═══ RECORDS TO USE
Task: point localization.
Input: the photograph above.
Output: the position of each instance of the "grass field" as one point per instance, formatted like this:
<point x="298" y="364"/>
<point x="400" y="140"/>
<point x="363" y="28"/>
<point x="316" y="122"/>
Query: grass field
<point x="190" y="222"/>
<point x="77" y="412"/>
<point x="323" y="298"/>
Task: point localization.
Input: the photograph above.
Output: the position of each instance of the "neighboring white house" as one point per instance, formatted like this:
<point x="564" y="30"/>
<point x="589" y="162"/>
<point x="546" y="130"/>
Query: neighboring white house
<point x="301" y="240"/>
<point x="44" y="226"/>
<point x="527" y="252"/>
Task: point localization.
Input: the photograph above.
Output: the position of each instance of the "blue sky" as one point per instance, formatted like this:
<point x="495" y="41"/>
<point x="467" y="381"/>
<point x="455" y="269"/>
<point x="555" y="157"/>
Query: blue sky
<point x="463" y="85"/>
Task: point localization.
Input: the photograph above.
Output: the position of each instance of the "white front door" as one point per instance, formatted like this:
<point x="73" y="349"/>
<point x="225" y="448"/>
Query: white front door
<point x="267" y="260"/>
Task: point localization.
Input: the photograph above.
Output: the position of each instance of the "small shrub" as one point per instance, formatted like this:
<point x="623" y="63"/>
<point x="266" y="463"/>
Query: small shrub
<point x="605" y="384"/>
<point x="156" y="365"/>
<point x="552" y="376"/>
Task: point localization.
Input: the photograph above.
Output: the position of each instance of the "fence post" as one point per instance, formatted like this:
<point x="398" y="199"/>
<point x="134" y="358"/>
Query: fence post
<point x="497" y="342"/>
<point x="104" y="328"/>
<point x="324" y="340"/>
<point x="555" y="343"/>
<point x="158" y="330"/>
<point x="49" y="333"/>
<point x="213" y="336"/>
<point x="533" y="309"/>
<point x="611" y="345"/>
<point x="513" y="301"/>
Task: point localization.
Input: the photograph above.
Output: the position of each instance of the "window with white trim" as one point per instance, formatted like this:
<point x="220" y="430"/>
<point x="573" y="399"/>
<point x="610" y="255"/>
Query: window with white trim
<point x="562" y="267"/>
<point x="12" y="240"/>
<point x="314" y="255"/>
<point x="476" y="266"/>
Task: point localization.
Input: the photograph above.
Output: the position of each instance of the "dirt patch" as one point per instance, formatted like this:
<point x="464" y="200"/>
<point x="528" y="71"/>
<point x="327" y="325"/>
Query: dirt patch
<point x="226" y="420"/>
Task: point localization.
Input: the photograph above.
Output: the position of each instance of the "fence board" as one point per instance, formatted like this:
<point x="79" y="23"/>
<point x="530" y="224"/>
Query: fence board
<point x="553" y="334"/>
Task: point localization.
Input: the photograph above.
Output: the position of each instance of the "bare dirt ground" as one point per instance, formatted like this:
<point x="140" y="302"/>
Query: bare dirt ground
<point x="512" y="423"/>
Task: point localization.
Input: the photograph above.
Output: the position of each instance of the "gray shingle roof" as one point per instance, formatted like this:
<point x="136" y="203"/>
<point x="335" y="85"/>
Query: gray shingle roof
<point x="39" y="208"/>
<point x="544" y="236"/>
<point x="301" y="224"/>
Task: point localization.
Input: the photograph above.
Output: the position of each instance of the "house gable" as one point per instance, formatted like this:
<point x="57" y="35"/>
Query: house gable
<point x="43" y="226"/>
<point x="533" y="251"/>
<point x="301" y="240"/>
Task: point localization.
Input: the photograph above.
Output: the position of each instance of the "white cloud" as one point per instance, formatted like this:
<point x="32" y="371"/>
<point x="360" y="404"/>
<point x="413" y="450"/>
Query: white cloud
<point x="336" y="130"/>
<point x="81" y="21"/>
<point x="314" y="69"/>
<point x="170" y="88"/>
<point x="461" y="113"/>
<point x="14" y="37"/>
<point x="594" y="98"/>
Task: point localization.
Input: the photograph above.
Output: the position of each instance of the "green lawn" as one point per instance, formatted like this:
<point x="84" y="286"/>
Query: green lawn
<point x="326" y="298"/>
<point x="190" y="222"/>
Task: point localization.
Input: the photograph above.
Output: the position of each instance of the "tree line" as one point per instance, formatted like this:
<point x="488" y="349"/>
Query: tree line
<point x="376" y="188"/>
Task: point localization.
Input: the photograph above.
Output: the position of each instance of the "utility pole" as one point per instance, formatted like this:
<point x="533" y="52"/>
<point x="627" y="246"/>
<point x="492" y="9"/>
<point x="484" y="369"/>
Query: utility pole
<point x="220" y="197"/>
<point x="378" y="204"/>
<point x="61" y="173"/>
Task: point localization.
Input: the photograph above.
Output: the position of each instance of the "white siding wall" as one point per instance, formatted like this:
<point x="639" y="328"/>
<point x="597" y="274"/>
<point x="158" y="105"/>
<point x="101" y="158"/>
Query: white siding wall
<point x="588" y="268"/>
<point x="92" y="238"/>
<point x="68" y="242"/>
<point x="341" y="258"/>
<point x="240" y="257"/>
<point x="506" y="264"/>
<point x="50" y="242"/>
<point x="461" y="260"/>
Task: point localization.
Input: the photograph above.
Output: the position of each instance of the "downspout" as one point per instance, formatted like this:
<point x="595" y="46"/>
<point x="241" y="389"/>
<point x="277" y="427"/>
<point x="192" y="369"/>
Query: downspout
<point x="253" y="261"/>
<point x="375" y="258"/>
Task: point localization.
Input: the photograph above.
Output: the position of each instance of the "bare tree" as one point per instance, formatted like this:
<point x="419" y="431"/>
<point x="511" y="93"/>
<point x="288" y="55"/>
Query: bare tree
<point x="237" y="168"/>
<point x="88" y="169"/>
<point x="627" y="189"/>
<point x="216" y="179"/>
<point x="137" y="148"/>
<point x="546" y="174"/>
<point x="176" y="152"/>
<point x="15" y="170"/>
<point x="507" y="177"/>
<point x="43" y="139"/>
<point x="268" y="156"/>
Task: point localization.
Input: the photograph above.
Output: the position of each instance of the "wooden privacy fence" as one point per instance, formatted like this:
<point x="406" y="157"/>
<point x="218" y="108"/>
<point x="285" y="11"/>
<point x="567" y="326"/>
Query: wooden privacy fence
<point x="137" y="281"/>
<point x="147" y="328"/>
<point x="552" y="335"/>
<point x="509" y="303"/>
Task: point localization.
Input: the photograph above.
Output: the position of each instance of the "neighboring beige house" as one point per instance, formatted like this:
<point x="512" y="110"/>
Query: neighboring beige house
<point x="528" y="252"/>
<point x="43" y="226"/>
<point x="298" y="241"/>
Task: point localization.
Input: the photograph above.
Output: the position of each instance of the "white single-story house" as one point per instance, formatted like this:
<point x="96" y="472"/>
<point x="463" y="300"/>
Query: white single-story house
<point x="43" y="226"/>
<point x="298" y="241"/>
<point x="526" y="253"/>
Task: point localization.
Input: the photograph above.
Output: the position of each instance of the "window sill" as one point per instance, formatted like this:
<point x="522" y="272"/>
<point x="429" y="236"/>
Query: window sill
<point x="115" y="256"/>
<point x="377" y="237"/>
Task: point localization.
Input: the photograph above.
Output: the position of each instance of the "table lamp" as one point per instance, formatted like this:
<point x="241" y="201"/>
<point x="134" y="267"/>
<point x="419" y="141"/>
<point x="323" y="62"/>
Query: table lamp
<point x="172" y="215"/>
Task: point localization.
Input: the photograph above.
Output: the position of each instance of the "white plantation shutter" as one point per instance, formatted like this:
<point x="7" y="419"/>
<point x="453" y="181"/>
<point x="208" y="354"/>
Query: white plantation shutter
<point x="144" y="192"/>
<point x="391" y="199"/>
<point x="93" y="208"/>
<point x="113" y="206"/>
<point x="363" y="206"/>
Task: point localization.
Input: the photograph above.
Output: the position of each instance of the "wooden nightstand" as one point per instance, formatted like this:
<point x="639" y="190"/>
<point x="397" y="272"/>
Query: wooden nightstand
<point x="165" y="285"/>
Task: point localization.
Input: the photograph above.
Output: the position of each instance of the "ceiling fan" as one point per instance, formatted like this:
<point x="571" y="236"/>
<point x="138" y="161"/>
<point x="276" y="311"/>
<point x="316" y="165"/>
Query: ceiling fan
══════
How many of the lines above contain the string "trim"? Reply with the number alone.

RIGHT ANSWER — 2